• [WHAT YOU SHOULD DO]: Please reproduce the records word for word, from their start through the line containing "column 1245, row 469", with both ends included. Leave the pictures out of your answer.

:: ROWS ::

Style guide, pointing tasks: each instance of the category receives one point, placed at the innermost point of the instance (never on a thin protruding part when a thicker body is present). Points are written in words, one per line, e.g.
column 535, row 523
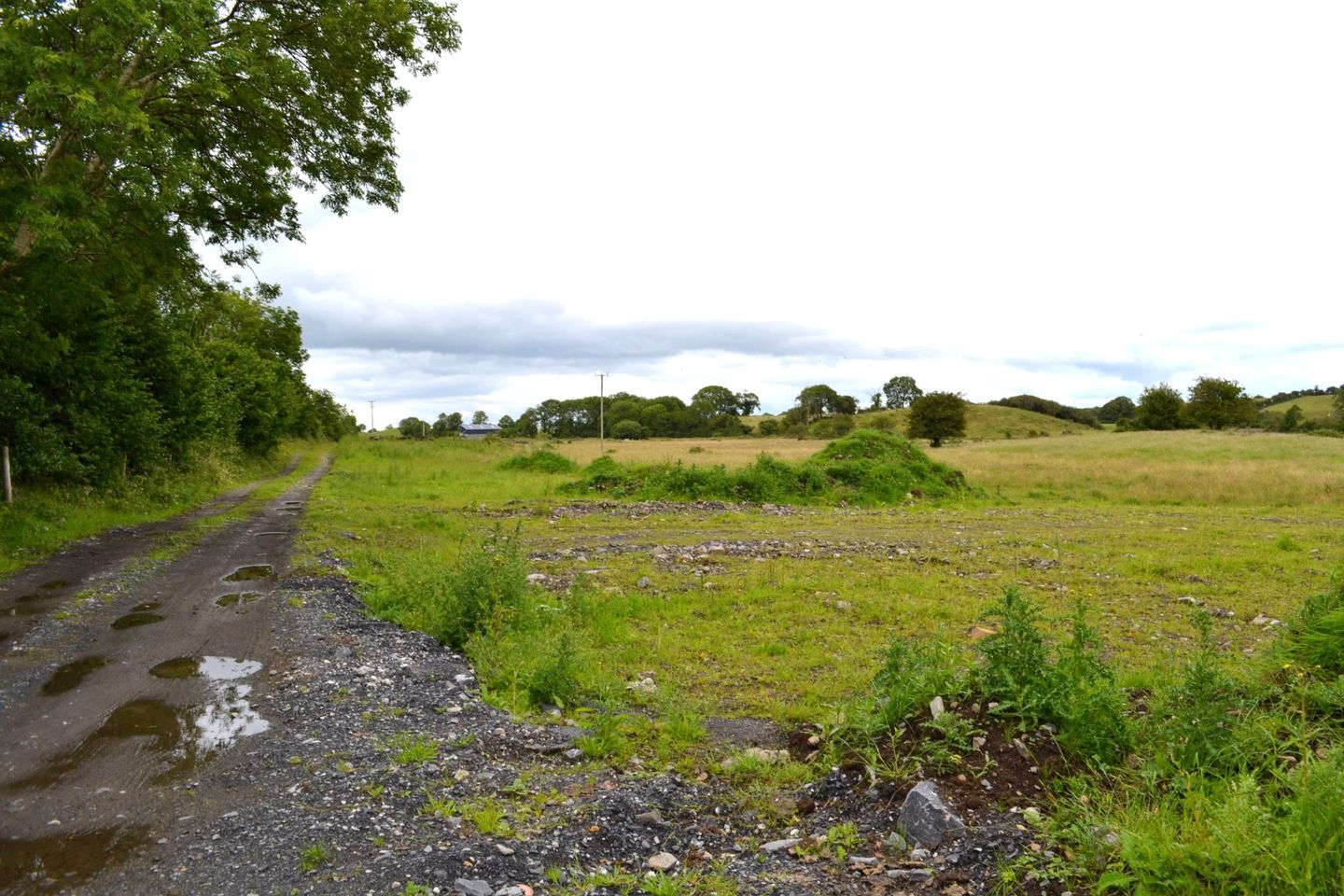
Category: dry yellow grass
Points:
column 727, row 452
column 1249, row 469
column 1245, row 469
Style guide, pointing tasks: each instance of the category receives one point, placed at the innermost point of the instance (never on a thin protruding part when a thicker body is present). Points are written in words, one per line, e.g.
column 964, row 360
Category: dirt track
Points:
column 137, row 685
column 185, row 734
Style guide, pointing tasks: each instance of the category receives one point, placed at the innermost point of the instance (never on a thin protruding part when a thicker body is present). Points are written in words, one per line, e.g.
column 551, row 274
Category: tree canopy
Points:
column 900, row 391
column 128, row 131
column 937, row 416
column 1160, row 407
column 1219, row 403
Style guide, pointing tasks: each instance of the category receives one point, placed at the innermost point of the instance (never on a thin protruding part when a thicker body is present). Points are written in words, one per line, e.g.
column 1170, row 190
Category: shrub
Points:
column 488, row 586
column 540, row 461
column 1195, row 718
column 864, row 468
column 937, row 416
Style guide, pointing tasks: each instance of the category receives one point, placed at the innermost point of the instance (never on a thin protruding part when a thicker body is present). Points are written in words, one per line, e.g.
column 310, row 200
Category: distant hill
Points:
column 983, row 422
column 1315, row 407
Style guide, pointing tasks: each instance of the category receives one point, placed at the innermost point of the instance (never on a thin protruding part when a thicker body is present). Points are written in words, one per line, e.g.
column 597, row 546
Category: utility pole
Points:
column 601, row 413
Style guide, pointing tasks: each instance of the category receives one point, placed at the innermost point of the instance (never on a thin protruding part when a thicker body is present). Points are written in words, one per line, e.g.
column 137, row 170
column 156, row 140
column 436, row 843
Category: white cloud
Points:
column 1065, row 199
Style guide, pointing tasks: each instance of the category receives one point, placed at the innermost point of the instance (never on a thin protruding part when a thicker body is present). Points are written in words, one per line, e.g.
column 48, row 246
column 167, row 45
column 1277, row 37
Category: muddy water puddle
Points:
column 45, row 864
column 211, row 668
column 134, row 620
column 72, row 675
column 249, row 572
column 179, row 737
column 232, row 599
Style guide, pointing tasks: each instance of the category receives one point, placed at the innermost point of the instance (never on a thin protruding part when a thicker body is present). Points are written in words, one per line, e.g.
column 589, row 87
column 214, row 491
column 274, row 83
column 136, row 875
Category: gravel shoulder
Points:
column 359, row 758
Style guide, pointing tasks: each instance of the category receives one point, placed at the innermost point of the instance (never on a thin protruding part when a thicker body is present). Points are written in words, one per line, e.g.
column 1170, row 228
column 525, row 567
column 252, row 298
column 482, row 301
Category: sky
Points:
column 1069, row 199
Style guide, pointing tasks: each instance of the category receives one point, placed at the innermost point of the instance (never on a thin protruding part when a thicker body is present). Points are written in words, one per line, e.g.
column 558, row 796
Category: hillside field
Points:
column 1315, row 407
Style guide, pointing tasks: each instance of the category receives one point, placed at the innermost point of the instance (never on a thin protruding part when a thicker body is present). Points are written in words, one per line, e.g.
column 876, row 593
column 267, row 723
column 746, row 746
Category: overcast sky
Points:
column 1069, row 199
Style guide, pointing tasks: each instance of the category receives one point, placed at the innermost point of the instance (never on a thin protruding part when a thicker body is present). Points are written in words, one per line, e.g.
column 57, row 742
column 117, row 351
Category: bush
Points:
column 1074, row 691
column 937, row 416
column 628, row 430
column 866, row 468
column 485, row 592
column 540, row 461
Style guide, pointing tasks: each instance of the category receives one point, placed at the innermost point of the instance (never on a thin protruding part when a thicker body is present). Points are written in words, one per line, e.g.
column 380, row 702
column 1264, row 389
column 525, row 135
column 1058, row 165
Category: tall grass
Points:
column 45, row 519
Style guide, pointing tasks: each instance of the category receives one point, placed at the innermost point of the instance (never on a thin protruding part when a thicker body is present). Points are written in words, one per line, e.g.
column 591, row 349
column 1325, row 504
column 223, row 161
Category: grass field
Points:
column 779, row 613
column 1315, row 407
column 1129, row 522
column 983, row 422
column 42, row 519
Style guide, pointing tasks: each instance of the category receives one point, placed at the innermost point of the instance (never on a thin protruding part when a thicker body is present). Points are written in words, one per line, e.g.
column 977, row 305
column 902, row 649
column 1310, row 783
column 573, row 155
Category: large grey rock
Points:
column 925, row 819
column 472, row 887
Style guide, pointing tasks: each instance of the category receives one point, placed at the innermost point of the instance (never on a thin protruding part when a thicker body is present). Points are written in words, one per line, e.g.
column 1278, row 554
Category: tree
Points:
column 1115, row 410
column 1160, row 407
column 165, row 119
column 937, row 416
column 901, row 391
column 413, row 427
column 820, row 399
column 1292, row 419
column 1218, row 403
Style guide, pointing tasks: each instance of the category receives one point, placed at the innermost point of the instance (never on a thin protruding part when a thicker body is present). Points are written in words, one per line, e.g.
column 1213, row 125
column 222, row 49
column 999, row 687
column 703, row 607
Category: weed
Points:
column 440, row 806
column 540, row 461
column 488, row 819
column 314, row 855
column 409, row 749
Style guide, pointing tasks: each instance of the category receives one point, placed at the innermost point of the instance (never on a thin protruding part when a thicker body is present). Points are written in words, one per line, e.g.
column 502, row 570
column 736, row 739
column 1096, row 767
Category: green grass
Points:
column 42, row 520
column 796, row 617
column 1315, row 407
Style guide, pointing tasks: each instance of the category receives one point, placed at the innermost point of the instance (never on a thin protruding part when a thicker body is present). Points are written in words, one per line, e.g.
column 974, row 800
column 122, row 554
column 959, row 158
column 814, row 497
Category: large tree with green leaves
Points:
column 1219, row 403
column 901, row 390
column 159, row 119
column 937, row 416
column 1160, row 407
column 128, row 131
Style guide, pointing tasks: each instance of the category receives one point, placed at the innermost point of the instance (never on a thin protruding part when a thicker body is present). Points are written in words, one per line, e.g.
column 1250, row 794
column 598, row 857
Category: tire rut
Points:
column 116, row 708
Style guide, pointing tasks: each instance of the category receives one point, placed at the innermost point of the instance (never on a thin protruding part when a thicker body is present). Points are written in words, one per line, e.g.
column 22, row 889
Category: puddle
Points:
column 43, row 864
column 179, row 737
column 211, row 668
column 249, row 572
column 28, row 606
column 133, row 620
column 69, row 676
column 230, row 599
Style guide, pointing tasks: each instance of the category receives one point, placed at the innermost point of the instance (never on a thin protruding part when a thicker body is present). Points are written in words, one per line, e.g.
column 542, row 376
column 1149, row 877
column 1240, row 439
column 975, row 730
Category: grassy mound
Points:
column 540, row 461
column 864, row 468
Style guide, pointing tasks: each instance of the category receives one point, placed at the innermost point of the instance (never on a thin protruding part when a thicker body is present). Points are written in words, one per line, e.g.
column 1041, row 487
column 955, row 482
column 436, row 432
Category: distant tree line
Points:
column 97, row 385
column 1086, row 416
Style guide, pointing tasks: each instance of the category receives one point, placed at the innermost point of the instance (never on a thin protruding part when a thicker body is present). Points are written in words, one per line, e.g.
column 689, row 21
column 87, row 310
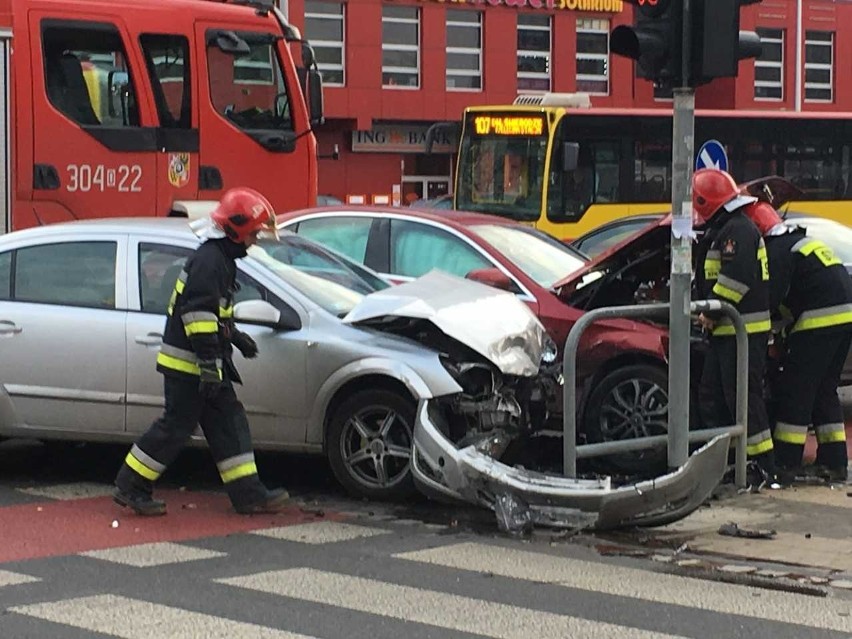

:::

• [FULL SOLUTION]:
Style guide, pointing tasks: each instance of the category receives one point, placed at the innermost point of the instance (never on a thin protruding part when a thicker body is present). Points are written in words, one per line, e.g.
column 535, row 523
Category: dry yellow grass
Points:
column 727, row 452
column 1249, row 469
column 1245, row 469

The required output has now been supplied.